**TEXT SEGMENT**
▼▼▼

Chapters 3 and 4 are particularly pertinent to NaChiLit. Chapter 3 demonstrates how ecofeminism extends the concerns about oppression and material feminism by showing that the body is always enmeshed with the physical world. Drawing on the work of children’s literature scholars (Alice Curry; Bradford et al.; Beth Pearce), ecofeminists (Greta Gaard; Donna Haraway; Karen Barad), and feminist geographers (Linda McDowell; Robyn Longhurst; Doreen Massey), the chapter examines how a selection of ecofeminist children’s ‘realist’ fiction (historical and contemporary realism) link environmental awareness to the lived materiality of maturing girls. Texts include Karen Hesse’s Out of the Dust (1997), Jacqueline Kelly’s The Evolution of Calpurnia Tate (2009), Angela Johnson’s Heaven (1998), Jewel Parker Rhodes’ Ninth Ward (2010), and Margaret Mahy’s Kaitangata Twitch (2005). Trites concludes that in the best of these ecofeminist novels, the protagonists transcend language and/or employ it to understand their environment. They also recognize how their own embodiment is affected by the environment and they respect the way that nature’s agency informs existence. Chapter 4 deploys ecofeminism and material feminism to explore embodiment in the focus texts and how neoliberalism complicates twenty-first century feminisms in adolescent fiction. Key theorists include Elizabeth Grosz and Susan Bordo. She concludes that the texts range from those that offer successful examples whereby female protagonists reject heteronormative love triangles and critique neoliberalism (e.g. The True Meaning of Smekday by Adam Rex; Orleans by Sherri L. Smith), to those that objectify the female body, where even the female protagonists participate as objects of exchange in male homosocial love triangles (e.g. The Hunger Games by Suzanne Collins; Daughter of Smoke and Bone by Laini Taylor; Starters by Lissa Price).

▲▲▲

**EXTRACTED RECORDS**
▼▼▼

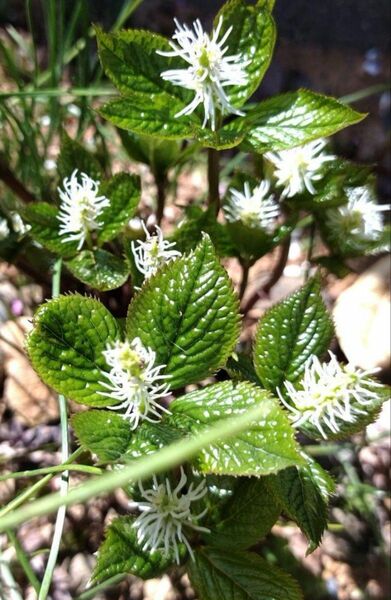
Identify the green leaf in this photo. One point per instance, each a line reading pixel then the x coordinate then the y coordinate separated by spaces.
pixel 148 119
pixel 124 192
pixel 239 576
pixel 252 37
pixel 103 433
pixel 74 156
pixel 45 228
pixel 150 104
pixel 189 232
pixel 188 313
pixel 240 368
pixel 148 438
pixel 247 516
pixel 293 119
pixel 304 492
pixel 99 269
pixel 121 553
pixel 266 447
pixel 159 154
pixel 66 345
pixel 289 333
pixel 129 57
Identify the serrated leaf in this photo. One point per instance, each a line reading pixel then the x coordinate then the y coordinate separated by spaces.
pixel 99 269
pixel 103 433
pixel 124 192
pixel 289 333
pixel 148 119
pixel 304 492
pixel 120 553
pixel 266 447
pixel 159 154
pixel 239 576
pixel 252 37
pixel 74 156
pixel 188 314
pixel 130 58
pixel 45 228
pixel 247 516
pixel 66 345
pixel 240 368
pixel 293 119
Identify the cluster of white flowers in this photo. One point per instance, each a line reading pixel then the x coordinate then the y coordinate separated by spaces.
pixel 255 208
pixel 209 71
pixel 135 381
pixel 297 169
pixel 329 392
pixel 80 207
pixel 360 217
pixel 152 253
pixel 164 514
pixel 4 229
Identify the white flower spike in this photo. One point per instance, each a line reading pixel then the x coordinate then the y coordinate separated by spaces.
pixel 135 381
pixel 209 71
pixel 255 208
pixel 165 513
pixel 330 393
pixel 360 217
pixel 152 253
pixel 80 207
pixel 298 168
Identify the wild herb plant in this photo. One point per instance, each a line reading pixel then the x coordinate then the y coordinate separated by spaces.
pixel 208 472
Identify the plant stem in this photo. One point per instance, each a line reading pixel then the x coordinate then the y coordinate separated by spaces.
pixel 310 250
pixel 161 184
pixel 14 184
pixel 23 559
pixel 32 490
pixel 243 284
pixel 273 279
pixel 60 518
pixel 213 179
pixel 55 469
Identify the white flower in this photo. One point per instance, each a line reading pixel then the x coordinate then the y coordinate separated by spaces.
pixel 329 393
pixel 17 224
pixel 296 169
pixel 4 229
pixel 80 207
pixel 152 253
pixel 360 217
pixel 255 208
pixel 209 71
pixel 134 381
pixel 165 513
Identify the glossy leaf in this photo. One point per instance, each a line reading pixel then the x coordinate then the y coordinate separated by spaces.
pixel 304 492
pixel 99 269
pixel 266 447
pixel 45 228
pixel 235 575
pixel 66 345
pixel 252 37
pixel 293 119
pixel 289 333
pixel 121 553
pixel 74 156
pixel 188 313
pixel 247 516
pixel 124 192
pixel 103 433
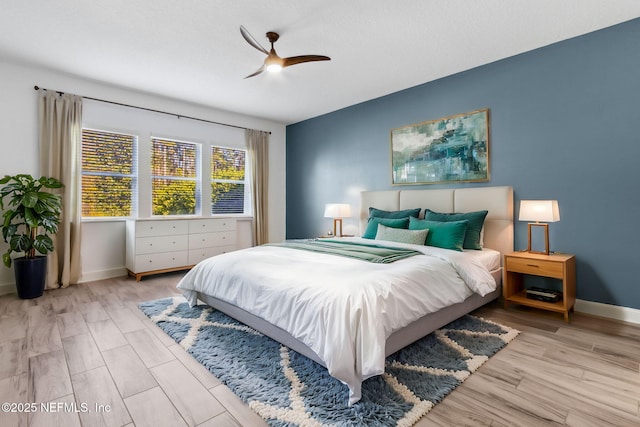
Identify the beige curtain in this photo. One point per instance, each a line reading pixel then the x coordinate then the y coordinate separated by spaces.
pixel 258 147
pixel 60 137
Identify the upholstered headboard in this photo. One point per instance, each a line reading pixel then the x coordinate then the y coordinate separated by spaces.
pixel 498 226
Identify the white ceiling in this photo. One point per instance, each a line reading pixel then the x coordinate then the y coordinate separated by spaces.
pixel 192 50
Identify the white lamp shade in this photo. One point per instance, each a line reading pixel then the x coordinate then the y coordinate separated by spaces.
pixel 337 210
pixel 539 210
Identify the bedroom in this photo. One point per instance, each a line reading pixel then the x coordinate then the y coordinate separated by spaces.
pixel 555 111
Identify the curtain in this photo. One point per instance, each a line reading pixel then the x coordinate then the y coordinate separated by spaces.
pixel 60 138
pixel 258 150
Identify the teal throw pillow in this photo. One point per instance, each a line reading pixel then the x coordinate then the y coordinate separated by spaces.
pixel 400 235
pixel 372 226
pixel 474 227
pixel 379 213
pixel 446 235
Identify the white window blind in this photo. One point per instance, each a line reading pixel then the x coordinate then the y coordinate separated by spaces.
pixel 175 172
pixel 109 174
pixel 228 181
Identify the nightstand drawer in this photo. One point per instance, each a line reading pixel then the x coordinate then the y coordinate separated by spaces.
pixel 535 267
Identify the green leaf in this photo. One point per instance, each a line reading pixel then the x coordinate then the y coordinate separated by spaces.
pixel 31 218
pixel 43 244
pixel 20 243
pixel 6 258
pixel 9 231
pixel 30 199
pixel 50 182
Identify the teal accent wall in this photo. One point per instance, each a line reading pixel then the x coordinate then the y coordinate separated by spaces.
pixel 564 124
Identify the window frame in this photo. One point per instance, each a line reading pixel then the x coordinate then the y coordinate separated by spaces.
pixel 246 208
pixel 198 176
pixel 135 175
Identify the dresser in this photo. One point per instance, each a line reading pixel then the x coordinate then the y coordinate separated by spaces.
pixel 162 245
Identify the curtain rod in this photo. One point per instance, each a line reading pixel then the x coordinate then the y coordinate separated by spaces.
pixel 180 116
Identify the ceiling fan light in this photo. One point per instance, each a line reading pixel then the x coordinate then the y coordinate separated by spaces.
pixel 274 68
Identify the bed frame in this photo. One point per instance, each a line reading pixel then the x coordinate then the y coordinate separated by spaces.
pixel 498 235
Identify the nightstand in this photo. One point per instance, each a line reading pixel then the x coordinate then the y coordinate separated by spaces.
pixel 557 266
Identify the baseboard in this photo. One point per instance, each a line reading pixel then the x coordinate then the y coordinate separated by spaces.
pixel 92 276
pixel 8 288
pixel 617 312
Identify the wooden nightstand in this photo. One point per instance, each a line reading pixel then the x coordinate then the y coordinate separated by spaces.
pixel 557 266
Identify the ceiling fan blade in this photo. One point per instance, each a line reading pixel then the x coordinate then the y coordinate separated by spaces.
pixel 258 71
pixel 249 38
pixel 303 58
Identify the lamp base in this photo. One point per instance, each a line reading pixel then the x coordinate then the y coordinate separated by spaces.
pixel 546 238
pixel 335 224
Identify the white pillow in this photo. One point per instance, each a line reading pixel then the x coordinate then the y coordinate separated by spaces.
pixel 401 235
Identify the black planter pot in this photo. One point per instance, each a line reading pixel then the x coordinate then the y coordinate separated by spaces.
pixel 31 276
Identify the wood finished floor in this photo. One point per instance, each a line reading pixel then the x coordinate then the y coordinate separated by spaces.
pixel 89 344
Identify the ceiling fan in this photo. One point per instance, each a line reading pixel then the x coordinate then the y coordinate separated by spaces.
pixel 273 62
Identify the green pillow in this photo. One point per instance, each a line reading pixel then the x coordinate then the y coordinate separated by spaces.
pixel 400 235
pixel 379 213
pixel 474 227
pixel 446 235
pixel 372 226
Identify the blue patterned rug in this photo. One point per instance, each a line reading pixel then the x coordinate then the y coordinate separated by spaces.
pixel 288 389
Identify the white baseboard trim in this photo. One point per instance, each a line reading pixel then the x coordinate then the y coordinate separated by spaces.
pixel 616 312
pixel 7 288
pixel 92 276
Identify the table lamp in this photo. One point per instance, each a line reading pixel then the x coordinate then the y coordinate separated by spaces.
pixel 337 211
pixel 540 211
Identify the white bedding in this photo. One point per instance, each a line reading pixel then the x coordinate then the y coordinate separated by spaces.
pixel 343 309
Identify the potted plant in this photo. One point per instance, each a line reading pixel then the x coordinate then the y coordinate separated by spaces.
pixel 32 215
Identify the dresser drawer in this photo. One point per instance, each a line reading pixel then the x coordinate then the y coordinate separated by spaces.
pixel 152 245
pixel 161 228
pixel 206 240
pixel 211 225
pixel 197 255
pixel 161 261
pixel 535 267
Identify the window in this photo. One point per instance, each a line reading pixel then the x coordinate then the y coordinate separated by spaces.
pixel 227 181
pixel 109 174
pixel 175 184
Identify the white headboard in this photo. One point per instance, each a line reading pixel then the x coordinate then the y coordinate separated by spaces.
pixel 498 226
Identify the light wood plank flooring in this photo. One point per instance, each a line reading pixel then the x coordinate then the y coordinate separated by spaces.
pixel 90 345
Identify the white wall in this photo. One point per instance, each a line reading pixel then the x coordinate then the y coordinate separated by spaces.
pixel 103 242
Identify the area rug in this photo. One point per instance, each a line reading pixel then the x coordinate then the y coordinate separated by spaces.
pixel 288 389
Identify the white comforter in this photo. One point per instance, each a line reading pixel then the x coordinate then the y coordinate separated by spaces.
pixel 343 309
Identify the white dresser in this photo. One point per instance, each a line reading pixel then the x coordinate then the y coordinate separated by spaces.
pixel 162 245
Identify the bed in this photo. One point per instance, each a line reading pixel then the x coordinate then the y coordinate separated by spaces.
pixel 314 305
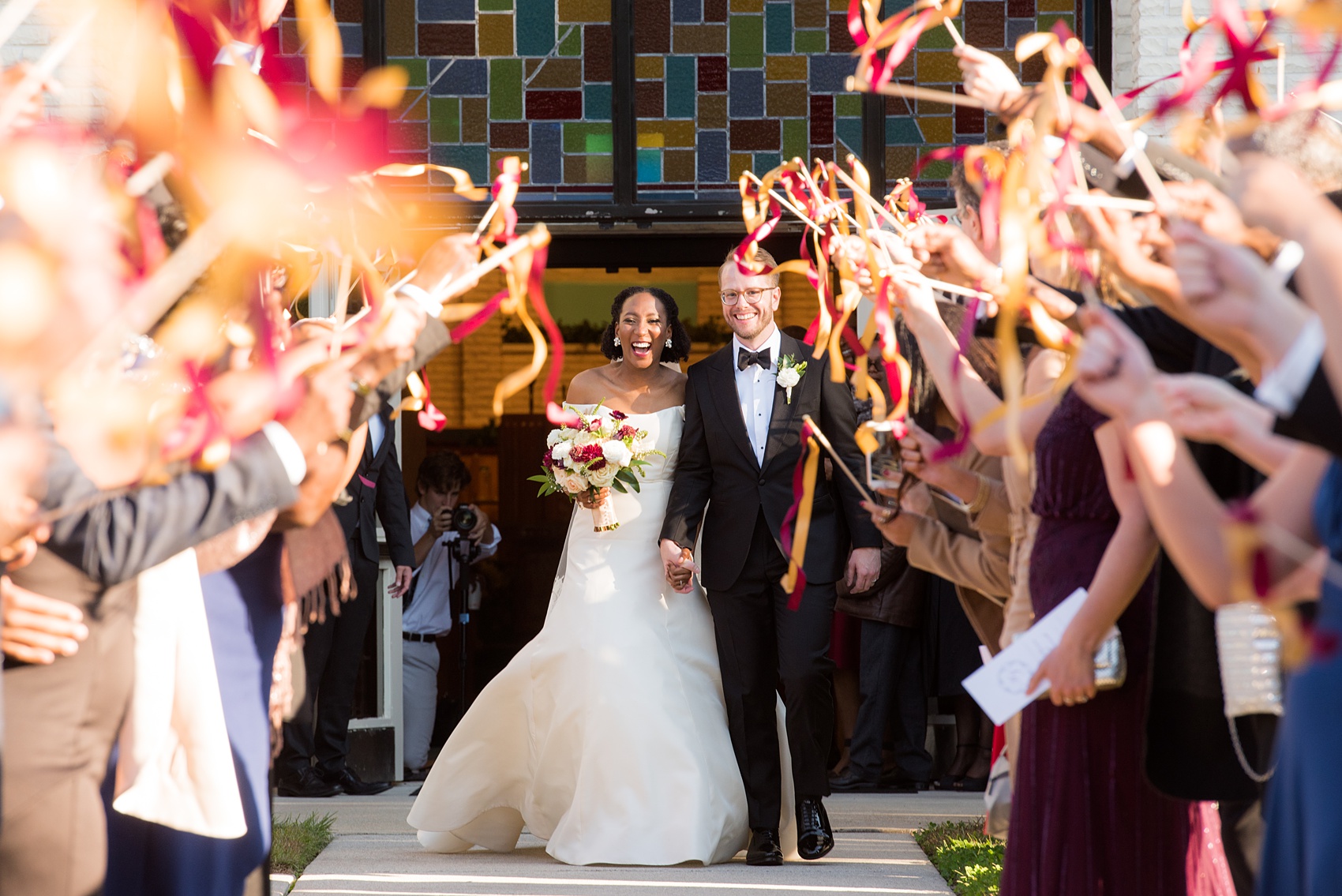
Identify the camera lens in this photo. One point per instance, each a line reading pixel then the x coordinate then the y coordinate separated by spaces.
pixel 465 519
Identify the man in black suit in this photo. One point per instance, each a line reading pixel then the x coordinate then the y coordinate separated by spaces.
pixel 741 443
pixel 333 648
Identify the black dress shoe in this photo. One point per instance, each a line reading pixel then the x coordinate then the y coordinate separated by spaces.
pixel 815 838
pixel 849 782
pixel 306 785
pixel 764 848
pixel 349 782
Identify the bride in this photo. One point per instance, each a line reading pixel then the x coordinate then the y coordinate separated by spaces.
pixel 607 735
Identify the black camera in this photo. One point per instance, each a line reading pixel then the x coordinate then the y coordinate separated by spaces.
pixel 465 519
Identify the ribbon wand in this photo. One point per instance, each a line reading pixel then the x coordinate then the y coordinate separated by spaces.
pixel 839 462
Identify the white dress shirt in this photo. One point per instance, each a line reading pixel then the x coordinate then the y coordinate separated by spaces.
pixel 755 388
pixel 1282 387
pixel 376 431
pixel 429 610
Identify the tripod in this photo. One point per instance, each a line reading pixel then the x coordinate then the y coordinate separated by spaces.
pixel 462 554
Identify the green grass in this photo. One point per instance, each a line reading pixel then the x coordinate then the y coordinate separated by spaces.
pixel 297 842
pixel 966 857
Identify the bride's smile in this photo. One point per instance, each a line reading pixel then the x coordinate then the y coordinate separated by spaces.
pixel 642 330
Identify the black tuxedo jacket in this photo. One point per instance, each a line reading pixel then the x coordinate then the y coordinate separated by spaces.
pixel 718 463
pixel 385 497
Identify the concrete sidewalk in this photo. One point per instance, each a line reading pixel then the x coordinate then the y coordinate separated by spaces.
pixel 376 853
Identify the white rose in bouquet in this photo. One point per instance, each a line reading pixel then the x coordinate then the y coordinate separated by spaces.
pixel 571 482
pixel 617 454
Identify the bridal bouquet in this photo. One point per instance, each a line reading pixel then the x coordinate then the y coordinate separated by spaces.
pixel 596 452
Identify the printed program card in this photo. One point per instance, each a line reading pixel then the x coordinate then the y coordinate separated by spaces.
pixel 999 687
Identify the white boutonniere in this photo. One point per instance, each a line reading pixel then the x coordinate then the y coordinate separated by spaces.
pixel 789 373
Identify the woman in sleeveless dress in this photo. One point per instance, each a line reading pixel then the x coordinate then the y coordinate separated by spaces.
pixel 1302 502
pixel 607 735
pixel 1085 820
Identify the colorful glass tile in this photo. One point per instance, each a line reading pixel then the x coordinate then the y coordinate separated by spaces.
pixel 688 11
pixel 745 42
pixel 713 111
pixel 699 39
pixel 534 27
pixel 793 138
pixel 506 88
pixel 778 30
pixel 584 9
pixel 596 102
pixel 653 26
pixel 787 99
pixel 442 39
pixel 496 34
pixel 713 74
pixel 446 9
pixel 745 94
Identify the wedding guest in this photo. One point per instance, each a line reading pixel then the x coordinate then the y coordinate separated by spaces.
pixel 1302 849
pixel 429 609
pixel 312 762
pixel 53 833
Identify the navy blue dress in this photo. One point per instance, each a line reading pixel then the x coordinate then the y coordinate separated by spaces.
pixel 1302 848
pixel 245 610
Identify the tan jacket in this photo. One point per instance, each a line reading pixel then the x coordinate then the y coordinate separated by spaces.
pixel 980 566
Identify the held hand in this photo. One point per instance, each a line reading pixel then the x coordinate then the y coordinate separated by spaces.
pixel 446 261
pixel 592 498
pixel 483 526
pixel 36 628
pixel 863 569
pixel 678 564
pixel 1271 195
pixel 1070 671
pixel 988 78
pixel 948 253
pixel 324 412
pixel 402 583
pixel 1114 372
pixel 895 529
pixel 916 448
pixel 1209 410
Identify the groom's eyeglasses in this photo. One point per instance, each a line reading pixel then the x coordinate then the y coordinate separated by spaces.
pixel 753 295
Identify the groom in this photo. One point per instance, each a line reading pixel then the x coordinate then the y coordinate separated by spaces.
pixel 740 448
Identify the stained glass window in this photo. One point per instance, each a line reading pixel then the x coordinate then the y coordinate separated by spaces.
pixel 993 26
pixel 718 86
pixel 493 78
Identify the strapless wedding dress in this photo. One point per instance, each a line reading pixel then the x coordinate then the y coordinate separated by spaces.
pixel 607 735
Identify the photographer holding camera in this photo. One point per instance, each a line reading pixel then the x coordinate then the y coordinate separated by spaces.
pixel 447 539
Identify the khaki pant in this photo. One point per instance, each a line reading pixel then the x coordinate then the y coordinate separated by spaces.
pixel 59 725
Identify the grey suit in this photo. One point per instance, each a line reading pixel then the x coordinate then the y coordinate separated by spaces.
pixel 62 719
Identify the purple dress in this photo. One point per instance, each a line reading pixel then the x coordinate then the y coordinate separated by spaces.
pixel 1083 817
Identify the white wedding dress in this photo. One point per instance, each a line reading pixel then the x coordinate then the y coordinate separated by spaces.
pixel 607 735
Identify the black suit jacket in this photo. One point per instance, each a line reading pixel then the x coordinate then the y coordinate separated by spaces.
pixel 717 463
pixel 385 497
pixel 1317 418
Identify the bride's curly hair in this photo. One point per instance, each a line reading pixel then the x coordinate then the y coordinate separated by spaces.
pixel 680 349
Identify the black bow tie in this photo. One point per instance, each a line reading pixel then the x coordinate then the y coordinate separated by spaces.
pixel 745 358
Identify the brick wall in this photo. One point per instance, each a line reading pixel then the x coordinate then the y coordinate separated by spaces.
pixel 1148 36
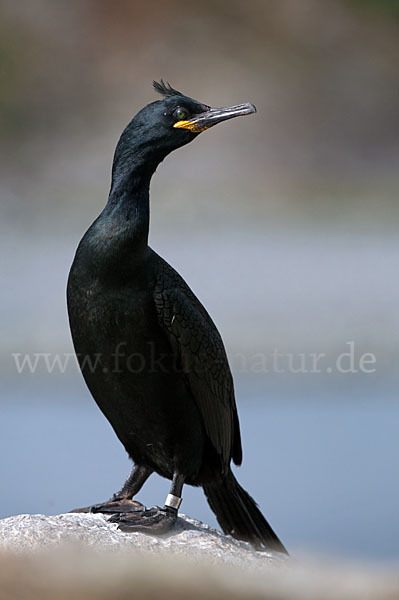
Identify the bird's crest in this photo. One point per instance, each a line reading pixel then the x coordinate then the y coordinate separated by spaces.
pixel 165 88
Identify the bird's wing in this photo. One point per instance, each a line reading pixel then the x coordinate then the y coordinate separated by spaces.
pixel 202 357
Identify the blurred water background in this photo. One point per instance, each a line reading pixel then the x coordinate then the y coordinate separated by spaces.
pixel 284 224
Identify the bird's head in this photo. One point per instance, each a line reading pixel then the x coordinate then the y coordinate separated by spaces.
pixel 169 123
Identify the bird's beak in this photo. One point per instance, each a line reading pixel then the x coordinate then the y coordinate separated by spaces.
pixel 213 116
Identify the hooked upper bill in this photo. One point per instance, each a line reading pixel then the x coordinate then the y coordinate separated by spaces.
pixel 213 116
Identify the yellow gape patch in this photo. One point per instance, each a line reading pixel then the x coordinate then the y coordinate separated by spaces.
pixel 191 126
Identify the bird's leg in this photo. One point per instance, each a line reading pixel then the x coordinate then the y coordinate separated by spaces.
pixel 154 520
pixel 121 502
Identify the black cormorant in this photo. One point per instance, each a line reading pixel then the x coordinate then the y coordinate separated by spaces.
pixel 148 350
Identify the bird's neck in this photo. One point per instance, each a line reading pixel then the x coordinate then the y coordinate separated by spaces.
pixel 127 213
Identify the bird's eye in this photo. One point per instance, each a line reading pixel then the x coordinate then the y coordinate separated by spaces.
pixel 180 113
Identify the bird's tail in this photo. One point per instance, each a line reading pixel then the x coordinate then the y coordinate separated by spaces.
pixel 239 516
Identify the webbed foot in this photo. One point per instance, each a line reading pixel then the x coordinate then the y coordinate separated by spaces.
pixel 112 506
pixel 154 520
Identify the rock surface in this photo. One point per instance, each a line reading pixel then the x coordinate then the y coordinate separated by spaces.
pixel 84 557
pixel 28 532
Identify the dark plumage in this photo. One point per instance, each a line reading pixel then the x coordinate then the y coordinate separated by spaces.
pixel 160 373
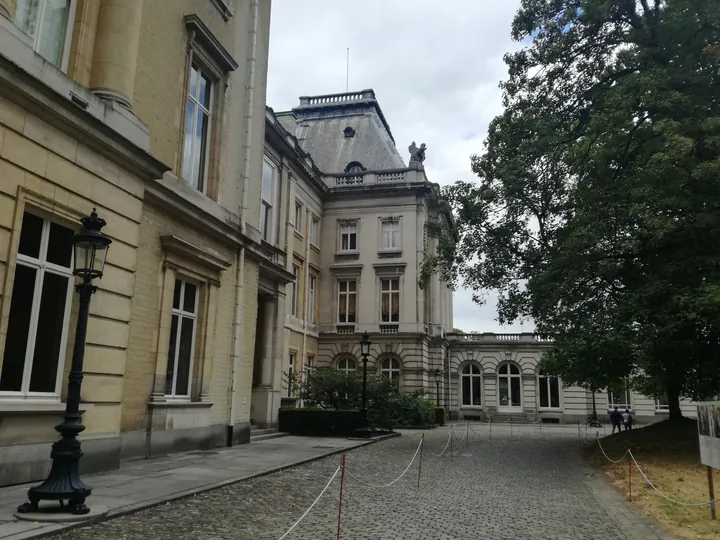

▲▲▲

**WHAT IS BEING ASKED**
Quote the passage above on Chapters 3 and 4 in full, word for word.

**RESULT BELOW**
Chapters 3 and 4 are particularly pertinent to NaChiLit. Chapter 3 demonstrates how ecofeminism extends the concerns about oppression and material feminism by showing that the body is always enmeshed with the physical world. Drawing on the work of children’s literature scholars (Alice Curry; Bradford et al.; Beth Pearce), ecofeminists (Greta Gaard; Donna Haraway; Karen Barad), and feminist geographers (Linda McDowell; Robyn Longhurst; Doreen Massey), the chapter examines how a selection of ecofeminist children’s ‘realist’ fiction (historical and contemporary realism) link environmental awareness to the lived materiality of maturing girls. Texts include Karen Hesse’s Out of the Dust (1997), Jacqueline Kelly’s The Evolution of Calpurnia Tate (2009), Angela Johnson’s Heaven (1998), Jewel Parker Rhodes’ Ninth Ward (2010), and Margaret Mahy’s Kaitangata Twitch (2005). Trites concludes that in the best of these ecofeminist novels, the protagonists transcend language and/or employ it to understand their environment. They also recognize how their own embodiment is affected by the environment and they respect the way that nature’s agency informs existence. Chapter 4 deploys ecofeminism and material feminism to explore embodiment in the focus texts and how neoliberalism complicates twenty-first century feminisms in adolescent fiction. Key theorists include Elizabeth Grosz and Susan Bordo. She concludes that the texts range from those that offer successful examples whereby female protagonists reject heteronormative love triangles and critique neoliberalism (e.g. The True Meaning of Smekday by Adam Rex; Orleans by Sherri L. Smith), to those that objectify the female body, where even the female protagonists participate as objects of exchange in male homosocial love triangles (e.g. The Hunger Games by Suzanne Collins; Daughter of Smoke and Bone by Laini Taylor; Starters by Lissa Price).